Recorded information Start Marker

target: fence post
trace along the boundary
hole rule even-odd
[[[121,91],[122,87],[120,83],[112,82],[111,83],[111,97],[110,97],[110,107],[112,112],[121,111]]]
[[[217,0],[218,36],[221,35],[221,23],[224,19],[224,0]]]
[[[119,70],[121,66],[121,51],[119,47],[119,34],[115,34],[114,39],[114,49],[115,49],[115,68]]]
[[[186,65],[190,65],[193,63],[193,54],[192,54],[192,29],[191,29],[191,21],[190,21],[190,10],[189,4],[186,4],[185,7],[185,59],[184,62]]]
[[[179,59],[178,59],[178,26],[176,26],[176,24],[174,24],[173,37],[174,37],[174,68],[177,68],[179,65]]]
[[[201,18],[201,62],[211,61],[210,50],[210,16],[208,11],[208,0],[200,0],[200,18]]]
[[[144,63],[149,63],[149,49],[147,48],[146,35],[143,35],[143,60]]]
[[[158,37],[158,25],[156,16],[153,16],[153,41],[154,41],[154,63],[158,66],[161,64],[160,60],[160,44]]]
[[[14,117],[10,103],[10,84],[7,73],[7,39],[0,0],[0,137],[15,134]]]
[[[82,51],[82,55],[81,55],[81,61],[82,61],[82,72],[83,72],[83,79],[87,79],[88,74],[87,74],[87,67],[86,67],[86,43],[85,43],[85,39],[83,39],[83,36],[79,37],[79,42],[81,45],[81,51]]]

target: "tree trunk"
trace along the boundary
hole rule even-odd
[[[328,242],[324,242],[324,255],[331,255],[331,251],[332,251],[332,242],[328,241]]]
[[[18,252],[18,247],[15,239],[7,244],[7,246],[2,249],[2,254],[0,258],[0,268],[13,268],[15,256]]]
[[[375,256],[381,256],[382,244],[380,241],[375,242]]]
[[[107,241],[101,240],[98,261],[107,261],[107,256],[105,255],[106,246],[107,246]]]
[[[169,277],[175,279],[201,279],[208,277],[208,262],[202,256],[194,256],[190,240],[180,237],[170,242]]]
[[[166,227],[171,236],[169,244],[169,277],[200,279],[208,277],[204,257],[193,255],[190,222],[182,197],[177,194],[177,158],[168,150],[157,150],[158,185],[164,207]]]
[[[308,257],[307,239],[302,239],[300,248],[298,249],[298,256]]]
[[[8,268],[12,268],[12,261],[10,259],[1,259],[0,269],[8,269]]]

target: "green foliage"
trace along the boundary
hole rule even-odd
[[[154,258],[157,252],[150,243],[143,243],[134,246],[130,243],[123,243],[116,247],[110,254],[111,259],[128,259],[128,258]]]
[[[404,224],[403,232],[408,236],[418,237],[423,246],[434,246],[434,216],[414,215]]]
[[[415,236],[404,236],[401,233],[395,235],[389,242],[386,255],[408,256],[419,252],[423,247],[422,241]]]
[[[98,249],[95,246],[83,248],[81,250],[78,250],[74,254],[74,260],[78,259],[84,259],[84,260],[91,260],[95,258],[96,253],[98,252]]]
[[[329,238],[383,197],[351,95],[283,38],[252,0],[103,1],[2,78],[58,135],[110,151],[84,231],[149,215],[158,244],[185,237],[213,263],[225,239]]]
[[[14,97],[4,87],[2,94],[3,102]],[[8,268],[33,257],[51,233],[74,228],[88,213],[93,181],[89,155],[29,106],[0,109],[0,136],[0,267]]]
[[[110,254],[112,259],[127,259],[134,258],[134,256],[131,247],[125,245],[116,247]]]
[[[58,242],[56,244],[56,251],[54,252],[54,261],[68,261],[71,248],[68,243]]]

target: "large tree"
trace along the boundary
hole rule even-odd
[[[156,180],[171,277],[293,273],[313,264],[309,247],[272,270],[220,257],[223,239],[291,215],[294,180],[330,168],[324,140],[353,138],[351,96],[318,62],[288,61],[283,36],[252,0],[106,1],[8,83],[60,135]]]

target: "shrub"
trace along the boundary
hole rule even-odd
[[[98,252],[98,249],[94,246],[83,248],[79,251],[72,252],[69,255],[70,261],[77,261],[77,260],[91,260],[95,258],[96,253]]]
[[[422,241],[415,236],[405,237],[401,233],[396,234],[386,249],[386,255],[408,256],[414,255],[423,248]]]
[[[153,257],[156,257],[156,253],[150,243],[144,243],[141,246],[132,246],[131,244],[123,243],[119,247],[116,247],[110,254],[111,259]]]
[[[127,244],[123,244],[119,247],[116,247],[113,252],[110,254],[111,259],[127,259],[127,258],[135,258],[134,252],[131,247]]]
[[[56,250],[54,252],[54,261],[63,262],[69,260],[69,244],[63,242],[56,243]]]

Recorded information End Marker

■ Your task ■
Each entry above needs to be returned exactly as written.

■ Response for this exercise ■
target: fence post
trace along the boundary
hole rule even-odd
[[[121,91],[122,87],[120,83],[112,82],[111,83],[111,97],[110,97],[110,107],[112,112],[121,111]]]
[[[217,0],[218,36],[221,35],[221,23],[224,19],[224,0]]]
[[[119,70],[121,66],[121,51],[119,47],[119,34],[115,34],[114,39],[114,49],[115,49],[115,68]]]
[[[186,65],[190,65],[193,63],[193,54],[192,54],[192,29],[191,29],[191,21],[190,21],[190,10],[189,4],[186,4],[185,7],[185,59],[184,62]]]
[[[179,59],[178,59],[178,26],[176,26],[176,24],[174,24],[173,37],[174,37],[174,68],[177,68],[179,65]]]
[[[201,18],[201,62],[211,61],[210,50],[210,16],[208,11],[208,0],[200,0],[200,18]]]
[[[144,63],[149,63],[149,49],[147,48],[146,35],[143,35],[143,60]]]
[[[158,37],[158,25],[156,16],[153,16],[153,41],[154,41],[154,63],[158,66],[161,64],[160,60],[160,44]]]
[[[14,117],[10,103],[10,84],[7,73],[7,39],[0,0],[0,137],[15,134]]]
[[[82,51],[82,55],[81,55],[81,61],[82,61],[82,72],[83,72],[83,79],[87,79],[88,74],[87,74],[87,67],[86,67],[86,43],[85,43],[85,39],[83,39],[83,36],[79,37],[79,42],[81,45],[81,51]]]

target: "tree trunk"
trace along the boundary
hole rule even-odd
[[[328,242],[324,242],[324,255],[331,255],[331,251],[332,251],[332,242],[328,241]]]
[[[18,252],[18,247],[15,239],[7,244],[7,246],[2,249],[2,254],[0,258],[0,268],[13,268],[15,256]]]
[[[375,256],[381,256],[382,244],[380,241],[375,242]]]
[[[107,241],[101,240],[98,261],[107,261],[107,256],[105,255],[106,246],[107,246]]]
[[[169,277],[175,279],[201,279],[208,277],[208,262],[202,256],[194,256],[190,240],[180,237],[170,242]]]
[[[166,227],[171,236],[169,244],[169,277],[200,279],[208,277],[204,257],[193,255],[190,222],[182,197],[177,194],[177,158],[168,150],[157,150],[158,185],[164,207]]]
[[[308,257],[307,239],[302,239],[300,248],[298,249],[298,256]]]
[[[8,268],[12,268],[12,261],[10,259],[1,259],[0,269],[8,269]]]

target: "green foliage"
trace along the boundary
hole rule even-odd
[[[154,258],[157,252],[150,243],[143,243],[134,246],[130,243],[123,243],[116,247],[110,254],[111,259],[128,259],[128,258]]]
[[[404,224],[403,232],[408,236],[418,237],[423,246],[434,246],[434,216],[414,215]]]
[[[415,236],[404,236],[401,233],[395,235],[389,242],[386,255],[408,256],[419,252],[423,247],[422,241]]]
[[[98,249],[95,246],[83,248],[81,250],[78,250],[74,254],[74,260],[78,259],[84,259],[84,260],[91,260],[95,258],[96,253],[98,252]]]
[[[329,238],[383,197],[351,95],[283,38],[252,0],[103,1],[2,78],[58,135],[110,151],[84,231],[149,215],[158,244],[185,237],[213,263],[225,239]]]
[[[14,97],[4,87],[2,94],[3,102]],[[8,268],[33,257],[51,233],[74,228],[88,213],[93,181],[89,155],[29,106],[0,109],[0,136],[0,267]]]
[[[110,254],[112,259],[127,259],[134,258],[134,256],[131,247],[125,245],[116,247]]]
[[[58,242],[56,244],[56,251],[54,252],[54,261],[68,261],[71,248],[68,243]]]

target: "large tree"
trace along the boundary
hole rule even-odd
[[[156,180],[171,277],[293,273],[313,264],[309,247],[272,270],[220,257],[223,239],[291,215],[294,180],[330,168],[324,140],[353,138],[351,96],[318,62],[288,61],[283,36],[252,0],[106,1],[8,83],[60,135]]]

target: "shrub"
trace along the boundary
hole rule even-odd
[[[98,252],[98,249],[94,246],[83,248],[79,251],[72,252],[69,255],[70,261],[77,261],[77,260],[91,260],[95,258],[96,253]]]
[[[422,241],[415,236],[405,237],[401,233],[396,234],[386,249],[386,255],[408,256],[414,255],[423,248]]]
[[[153,257],[156,257],[156,253],[150,243],[144,243],[141,246],[132,246],[131,244],[123,243],[119,247],[116,247],[110,254],[111,259]]]
[[[127,244],[123,244],[119,247],[116,247],[113,252],[110,254],[111,259],[127,259],[127,258],[135,258],[134,252],[131,247]]]
[[[56,250],[54,252],[54,261],[63,262],[69,260],[69,244],[63,242],[56,243]]]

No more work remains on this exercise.